- Exercício proposto -
Reproduza o trecho do texto sobre responsabilidade civil ambiental desde "O dispositivo versa" até "(dolo ou culpa)", inclusive, trocando "regra geral" por "norma geral".

- Texto fornecido -

O dispositivo versa sobre a chamada
responsabilidade civil extracontratual (previsão jurídica que regula as situações
não disciplinadas em contrato). Pela cabeça do dispositivo, temos que
a regra geral é a responsabilidade civil subjetiva, que é aquela que
se consubstancia mediante a exigência de culpa lato sensu (dolo ou culpa)
para a responsabilização do causador do dano. A exceção fica por conta do
parágrafo único, onde o legislador previu a responsabilidade civil
objetiva, que é aquela que dispensa a perquirição de culpa na análise
da conduta do agente. Por se cuidar de uma exceção, só haverá
responsabilização objetiva em duas circunstâncias: (1) nos casos
especificados em lei; e (2) quando a atividade normalmente desenvolvida
pelo autor do dano implicar, por sua natureza, riscos para os direitos de
outrem.
É justamente essa última hipótese que
se amolda ao Direito Ambiental. A atividade do empreendedor, que
intervém para transformar a natureza, implica risco de degradação do meio
ambiente, que é direito fundamental da coletividade (CF, art. 225). Natural
supor, portanto, que a responsabilidade civil, em matéria ambiental, seja
objetiva.
No art. 4º, VII, 1º parte, da Lei
6.938/81 (Lei da Política Nacional do Meio Ambiente - LPNMA), encontra-se a
previsão do cabimento da responsabilidade civil no Direito Ambiental (grifo
meu):
Art 4º - A Política Nacional do
Meio Ambiente visará:
I - à compatibilização do desenvolvimento econômico-social com a preservação da
qualidade do meio ambiente e do equilíbrio ecológico;
II - à definição de áreas prioritárias de ação governamental relativa à
qualidade e ao equilíbrio ecológico, atendendo aos interesses da União, dos
Estados, do Distrito Federal, dos Territórios e dos Municípios;
III - ao estabelecimento de critérios e padrões de qualidade ambiental e de
normas relativas ao uso e manejo de recursos ambientais;
IV - ao desenvolvimento de pesquisas e de tecnologias nacionais orientadas para
o uso racional de recursos ambientais;
V - à difusão de tecnologias de manejo do meio ambiente, à divulgação de dados
e informações ambientais e à formação de uma consciência pública sobre a
necessidade de preservação da qualidade ambiental e do equilíbrio ecológico;
VI - à preservação e restauração dos recursos ambientais com vistas à sua
utilização racional e disponibilidade permanente, concorrendo para a manutenção
do equilíbrio ecológico propício à vida;
VII - à imposição, ao poluidor e ao
predador, da obrigação de recuperar e/ou indenizar os danos causados e, ao
usuário, da contribuição pela utilização de recursos ambientais com fins
econômicos.

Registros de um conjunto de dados
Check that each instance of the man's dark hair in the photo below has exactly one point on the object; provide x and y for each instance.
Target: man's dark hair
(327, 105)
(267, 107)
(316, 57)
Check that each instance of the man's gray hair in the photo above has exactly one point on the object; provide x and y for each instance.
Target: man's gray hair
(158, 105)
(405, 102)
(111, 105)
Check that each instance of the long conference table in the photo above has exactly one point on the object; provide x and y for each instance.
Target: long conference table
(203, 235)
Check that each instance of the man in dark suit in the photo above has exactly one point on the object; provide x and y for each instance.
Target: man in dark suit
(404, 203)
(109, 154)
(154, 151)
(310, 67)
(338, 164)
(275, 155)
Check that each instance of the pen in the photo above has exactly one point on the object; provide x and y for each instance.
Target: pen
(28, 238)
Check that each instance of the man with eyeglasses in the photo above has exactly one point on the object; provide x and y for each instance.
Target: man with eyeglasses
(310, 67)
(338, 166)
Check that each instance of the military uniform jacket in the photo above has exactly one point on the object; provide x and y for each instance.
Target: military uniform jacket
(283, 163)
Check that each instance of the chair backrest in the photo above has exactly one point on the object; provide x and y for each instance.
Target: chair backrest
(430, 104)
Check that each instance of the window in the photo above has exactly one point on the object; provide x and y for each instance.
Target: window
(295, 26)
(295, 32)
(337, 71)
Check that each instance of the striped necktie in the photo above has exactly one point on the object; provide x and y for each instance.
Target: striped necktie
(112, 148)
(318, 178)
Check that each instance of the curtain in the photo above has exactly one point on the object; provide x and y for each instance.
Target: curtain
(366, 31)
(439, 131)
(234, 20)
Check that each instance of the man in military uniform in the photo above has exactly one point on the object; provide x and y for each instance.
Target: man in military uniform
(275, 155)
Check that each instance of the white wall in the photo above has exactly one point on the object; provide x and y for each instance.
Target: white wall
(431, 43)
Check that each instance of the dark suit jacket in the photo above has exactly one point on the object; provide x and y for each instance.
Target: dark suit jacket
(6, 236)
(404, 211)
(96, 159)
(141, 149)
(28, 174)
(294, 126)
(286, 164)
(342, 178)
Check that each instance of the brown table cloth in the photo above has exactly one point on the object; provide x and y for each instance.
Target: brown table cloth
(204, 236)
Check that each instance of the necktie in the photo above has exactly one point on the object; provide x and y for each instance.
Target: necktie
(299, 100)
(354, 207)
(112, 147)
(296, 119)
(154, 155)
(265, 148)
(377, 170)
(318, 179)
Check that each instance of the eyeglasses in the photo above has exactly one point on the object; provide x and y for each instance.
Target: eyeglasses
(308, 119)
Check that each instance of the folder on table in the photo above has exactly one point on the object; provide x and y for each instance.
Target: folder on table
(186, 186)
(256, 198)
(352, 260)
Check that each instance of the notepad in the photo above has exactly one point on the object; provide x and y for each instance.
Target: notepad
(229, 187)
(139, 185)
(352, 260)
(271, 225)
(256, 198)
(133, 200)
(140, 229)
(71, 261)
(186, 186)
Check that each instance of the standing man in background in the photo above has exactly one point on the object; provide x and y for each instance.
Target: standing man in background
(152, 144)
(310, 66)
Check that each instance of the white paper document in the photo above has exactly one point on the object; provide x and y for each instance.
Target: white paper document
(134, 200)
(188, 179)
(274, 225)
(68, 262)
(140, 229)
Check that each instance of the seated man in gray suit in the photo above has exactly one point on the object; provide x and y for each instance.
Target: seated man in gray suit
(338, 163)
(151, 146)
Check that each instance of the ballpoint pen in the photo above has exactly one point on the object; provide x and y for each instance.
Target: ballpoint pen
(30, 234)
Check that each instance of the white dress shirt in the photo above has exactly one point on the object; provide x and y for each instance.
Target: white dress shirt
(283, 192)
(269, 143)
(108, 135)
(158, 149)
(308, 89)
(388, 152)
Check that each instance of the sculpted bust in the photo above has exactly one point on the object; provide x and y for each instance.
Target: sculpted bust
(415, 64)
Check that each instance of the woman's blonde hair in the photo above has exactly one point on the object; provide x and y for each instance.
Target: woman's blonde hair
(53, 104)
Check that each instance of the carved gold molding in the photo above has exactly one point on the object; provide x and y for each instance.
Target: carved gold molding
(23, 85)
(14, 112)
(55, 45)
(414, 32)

---

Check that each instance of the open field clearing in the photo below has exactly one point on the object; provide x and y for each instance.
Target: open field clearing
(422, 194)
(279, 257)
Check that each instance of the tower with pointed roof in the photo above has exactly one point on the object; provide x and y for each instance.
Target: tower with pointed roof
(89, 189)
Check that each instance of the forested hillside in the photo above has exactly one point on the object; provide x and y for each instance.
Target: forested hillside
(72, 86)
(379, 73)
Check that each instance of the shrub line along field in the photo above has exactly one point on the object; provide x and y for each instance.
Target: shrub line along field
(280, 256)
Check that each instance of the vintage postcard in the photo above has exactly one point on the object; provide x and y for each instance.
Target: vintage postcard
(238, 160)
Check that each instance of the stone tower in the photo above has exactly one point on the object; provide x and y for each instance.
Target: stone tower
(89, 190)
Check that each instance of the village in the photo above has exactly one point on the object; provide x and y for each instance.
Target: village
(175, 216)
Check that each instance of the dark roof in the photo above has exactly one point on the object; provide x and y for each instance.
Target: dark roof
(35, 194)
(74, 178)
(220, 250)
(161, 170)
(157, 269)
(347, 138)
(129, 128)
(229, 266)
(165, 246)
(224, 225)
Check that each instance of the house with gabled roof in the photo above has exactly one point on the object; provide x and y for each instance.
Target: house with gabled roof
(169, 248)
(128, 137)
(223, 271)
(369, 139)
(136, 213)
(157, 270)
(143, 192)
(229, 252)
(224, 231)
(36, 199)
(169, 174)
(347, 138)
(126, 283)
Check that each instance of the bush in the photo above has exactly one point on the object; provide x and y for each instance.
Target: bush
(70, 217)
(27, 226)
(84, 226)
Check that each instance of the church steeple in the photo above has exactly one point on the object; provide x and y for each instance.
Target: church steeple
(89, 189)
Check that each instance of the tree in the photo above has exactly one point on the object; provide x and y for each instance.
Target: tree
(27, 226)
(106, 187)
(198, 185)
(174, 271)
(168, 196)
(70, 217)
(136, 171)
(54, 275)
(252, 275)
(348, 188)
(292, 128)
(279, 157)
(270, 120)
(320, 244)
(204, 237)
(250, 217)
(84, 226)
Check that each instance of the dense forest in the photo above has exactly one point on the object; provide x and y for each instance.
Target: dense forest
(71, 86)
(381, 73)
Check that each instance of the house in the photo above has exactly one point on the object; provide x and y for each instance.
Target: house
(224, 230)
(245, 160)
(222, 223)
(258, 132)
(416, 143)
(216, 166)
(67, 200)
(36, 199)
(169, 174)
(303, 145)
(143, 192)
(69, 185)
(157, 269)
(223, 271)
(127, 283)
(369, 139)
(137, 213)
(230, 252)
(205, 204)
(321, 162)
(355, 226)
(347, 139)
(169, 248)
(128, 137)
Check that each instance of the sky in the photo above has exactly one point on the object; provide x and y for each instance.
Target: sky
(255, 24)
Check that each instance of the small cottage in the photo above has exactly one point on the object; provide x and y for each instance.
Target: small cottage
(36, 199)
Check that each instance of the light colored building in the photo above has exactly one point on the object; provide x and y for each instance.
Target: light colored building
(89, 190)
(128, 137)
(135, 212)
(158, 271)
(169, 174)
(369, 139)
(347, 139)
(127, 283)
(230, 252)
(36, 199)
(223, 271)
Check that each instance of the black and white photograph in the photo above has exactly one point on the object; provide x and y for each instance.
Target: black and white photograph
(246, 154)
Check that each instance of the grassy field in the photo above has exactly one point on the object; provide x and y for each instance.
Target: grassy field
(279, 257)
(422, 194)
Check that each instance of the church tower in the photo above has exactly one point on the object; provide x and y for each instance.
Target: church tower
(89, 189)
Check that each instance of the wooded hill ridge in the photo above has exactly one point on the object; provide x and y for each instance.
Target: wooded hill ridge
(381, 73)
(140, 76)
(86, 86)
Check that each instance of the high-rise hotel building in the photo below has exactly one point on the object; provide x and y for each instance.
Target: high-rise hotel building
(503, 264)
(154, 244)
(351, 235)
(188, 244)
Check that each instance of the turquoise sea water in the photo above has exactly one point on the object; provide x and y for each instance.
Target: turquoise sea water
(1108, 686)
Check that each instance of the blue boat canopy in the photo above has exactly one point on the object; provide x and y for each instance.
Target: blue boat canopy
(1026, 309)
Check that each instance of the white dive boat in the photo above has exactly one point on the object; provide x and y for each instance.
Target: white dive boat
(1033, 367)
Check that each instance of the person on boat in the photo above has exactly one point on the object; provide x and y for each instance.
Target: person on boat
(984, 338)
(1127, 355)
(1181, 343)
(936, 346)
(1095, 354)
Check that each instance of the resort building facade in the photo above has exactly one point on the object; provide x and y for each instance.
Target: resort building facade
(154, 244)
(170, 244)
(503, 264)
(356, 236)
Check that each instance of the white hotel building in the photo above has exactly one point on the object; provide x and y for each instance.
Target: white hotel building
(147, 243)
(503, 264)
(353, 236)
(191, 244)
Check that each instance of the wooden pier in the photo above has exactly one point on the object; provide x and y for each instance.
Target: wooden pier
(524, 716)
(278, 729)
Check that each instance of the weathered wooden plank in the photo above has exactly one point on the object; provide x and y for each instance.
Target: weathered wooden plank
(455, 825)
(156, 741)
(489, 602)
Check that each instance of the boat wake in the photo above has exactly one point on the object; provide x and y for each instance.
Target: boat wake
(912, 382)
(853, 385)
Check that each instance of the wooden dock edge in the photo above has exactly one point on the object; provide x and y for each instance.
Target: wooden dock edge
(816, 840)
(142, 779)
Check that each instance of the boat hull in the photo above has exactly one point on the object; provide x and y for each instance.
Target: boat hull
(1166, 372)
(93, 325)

---

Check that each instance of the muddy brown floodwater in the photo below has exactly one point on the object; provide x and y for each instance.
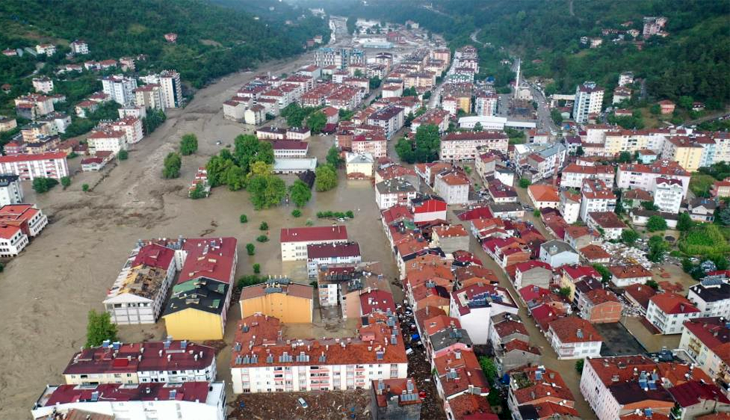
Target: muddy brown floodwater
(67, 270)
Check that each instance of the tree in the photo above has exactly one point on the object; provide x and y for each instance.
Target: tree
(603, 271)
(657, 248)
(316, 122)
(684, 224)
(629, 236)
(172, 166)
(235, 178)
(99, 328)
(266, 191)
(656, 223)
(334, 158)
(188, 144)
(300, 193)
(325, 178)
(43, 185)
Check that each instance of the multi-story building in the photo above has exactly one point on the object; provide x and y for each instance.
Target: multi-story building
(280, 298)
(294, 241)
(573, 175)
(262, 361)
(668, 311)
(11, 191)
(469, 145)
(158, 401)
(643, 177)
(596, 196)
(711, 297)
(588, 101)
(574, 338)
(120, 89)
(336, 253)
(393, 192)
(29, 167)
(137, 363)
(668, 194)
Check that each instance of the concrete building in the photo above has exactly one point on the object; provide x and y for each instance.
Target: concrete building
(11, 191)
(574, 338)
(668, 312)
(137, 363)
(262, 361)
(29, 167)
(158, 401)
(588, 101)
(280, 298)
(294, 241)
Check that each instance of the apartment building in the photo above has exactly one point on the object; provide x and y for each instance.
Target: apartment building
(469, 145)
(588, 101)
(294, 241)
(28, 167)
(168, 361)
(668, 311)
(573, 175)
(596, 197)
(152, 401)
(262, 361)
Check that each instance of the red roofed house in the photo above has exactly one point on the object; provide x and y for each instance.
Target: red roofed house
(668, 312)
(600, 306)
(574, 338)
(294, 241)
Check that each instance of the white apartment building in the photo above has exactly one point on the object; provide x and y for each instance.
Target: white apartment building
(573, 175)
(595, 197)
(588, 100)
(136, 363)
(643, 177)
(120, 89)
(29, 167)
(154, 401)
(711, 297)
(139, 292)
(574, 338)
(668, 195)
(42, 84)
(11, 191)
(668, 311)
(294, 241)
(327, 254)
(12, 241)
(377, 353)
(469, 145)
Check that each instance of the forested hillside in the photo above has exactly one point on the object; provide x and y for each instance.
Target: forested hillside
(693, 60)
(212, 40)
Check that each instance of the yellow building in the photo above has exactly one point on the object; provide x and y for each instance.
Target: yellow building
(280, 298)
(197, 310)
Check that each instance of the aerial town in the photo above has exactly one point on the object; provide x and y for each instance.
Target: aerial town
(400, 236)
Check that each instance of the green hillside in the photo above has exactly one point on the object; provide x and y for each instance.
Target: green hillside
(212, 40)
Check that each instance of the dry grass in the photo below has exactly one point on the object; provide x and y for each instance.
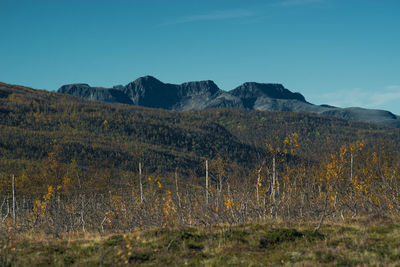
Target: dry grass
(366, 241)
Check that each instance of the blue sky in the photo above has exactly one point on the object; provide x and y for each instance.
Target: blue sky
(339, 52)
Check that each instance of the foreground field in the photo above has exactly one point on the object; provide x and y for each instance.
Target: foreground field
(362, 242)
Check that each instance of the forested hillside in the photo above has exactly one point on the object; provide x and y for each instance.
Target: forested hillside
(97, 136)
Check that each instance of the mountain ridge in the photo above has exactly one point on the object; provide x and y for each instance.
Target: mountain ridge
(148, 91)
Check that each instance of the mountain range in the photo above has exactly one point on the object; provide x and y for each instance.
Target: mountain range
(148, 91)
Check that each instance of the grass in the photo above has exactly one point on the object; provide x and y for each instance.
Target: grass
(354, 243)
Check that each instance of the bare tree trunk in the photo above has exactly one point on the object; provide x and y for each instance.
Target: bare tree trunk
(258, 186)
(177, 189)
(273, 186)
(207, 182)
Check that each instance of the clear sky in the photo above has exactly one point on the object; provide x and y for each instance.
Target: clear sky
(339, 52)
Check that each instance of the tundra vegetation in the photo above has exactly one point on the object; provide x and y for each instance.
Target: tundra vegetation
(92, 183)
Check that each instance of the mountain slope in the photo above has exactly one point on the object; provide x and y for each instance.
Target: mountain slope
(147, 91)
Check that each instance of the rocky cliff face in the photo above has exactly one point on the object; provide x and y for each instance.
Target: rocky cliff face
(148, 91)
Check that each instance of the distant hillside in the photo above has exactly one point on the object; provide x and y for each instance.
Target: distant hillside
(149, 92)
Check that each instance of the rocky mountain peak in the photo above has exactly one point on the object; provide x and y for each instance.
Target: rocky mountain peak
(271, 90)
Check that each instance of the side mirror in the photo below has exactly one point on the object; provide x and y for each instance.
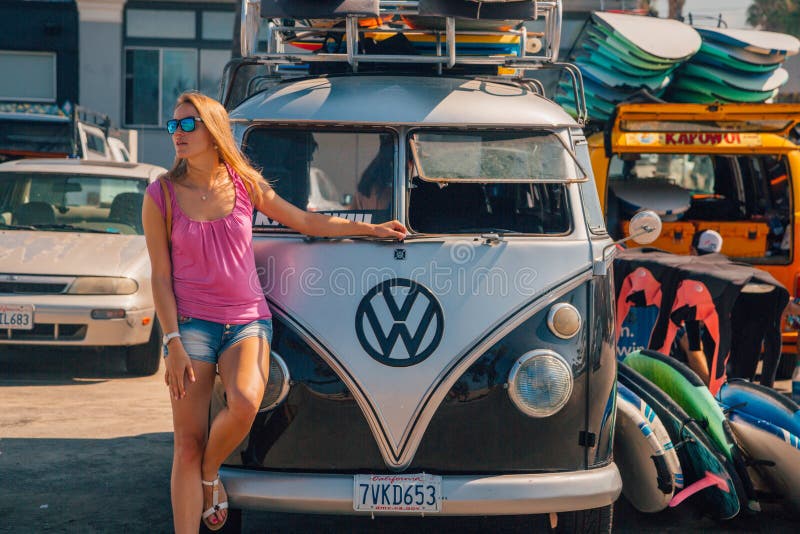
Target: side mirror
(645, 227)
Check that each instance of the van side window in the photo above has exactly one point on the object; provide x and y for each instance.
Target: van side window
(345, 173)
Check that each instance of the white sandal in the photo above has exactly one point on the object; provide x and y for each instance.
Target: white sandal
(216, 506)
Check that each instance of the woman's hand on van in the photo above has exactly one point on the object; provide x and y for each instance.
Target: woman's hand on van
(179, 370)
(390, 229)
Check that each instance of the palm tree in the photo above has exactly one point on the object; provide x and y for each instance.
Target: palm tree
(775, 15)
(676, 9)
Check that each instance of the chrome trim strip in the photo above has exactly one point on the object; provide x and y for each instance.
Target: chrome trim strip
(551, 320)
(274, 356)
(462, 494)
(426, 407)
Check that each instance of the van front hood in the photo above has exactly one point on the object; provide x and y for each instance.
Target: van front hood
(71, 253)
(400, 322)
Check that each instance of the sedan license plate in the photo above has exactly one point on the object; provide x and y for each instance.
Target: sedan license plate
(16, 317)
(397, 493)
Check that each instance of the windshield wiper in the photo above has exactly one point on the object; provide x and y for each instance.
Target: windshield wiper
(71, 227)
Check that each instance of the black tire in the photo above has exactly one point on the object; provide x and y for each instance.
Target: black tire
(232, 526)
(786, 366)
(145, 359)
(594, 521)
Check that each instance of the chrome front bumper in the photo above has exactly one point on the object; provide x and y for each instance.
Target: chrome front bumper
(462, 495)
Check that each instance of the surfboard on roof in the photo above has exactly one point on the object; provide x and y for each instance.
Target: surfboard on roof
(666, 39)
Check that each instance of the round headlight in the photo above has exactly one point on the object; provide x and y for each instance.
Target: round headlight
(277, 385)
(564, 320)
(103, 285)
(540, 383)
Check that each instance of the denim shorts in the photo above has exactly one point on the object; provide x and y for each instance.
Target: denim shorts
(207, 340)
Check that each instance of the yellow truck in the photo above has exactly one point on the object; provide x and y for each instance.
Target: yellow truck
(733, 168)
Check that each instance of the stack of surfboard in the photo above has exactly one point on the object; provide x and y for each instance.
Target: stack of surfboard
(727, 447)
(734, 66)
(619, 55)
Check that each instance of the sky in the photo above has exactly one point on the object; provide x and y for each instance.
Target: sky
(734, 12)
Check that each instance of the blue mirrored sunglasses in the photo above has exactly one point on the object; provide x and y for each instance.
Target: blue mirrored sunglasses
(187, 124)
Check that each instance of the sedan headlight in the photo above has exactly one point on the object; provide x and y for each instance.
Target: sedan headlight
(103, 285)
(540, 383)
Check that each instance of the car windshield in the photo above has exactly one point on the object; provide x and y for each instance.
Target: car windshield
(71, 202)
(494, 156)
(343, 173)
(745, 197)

- Resposta redigida -
O dispositivo versa sobre a chamada
responsabilidade civil extracontratual (previsão jurídica que regula as situações
não disciplinadas em contrato). Pela cabeça do dispositivo, temos que
a norma geral é a responsabilidade civil subjetiva, que é aquela que
se consubstancia mediante a exigência de culpa lato sensu (dolo ou culpa)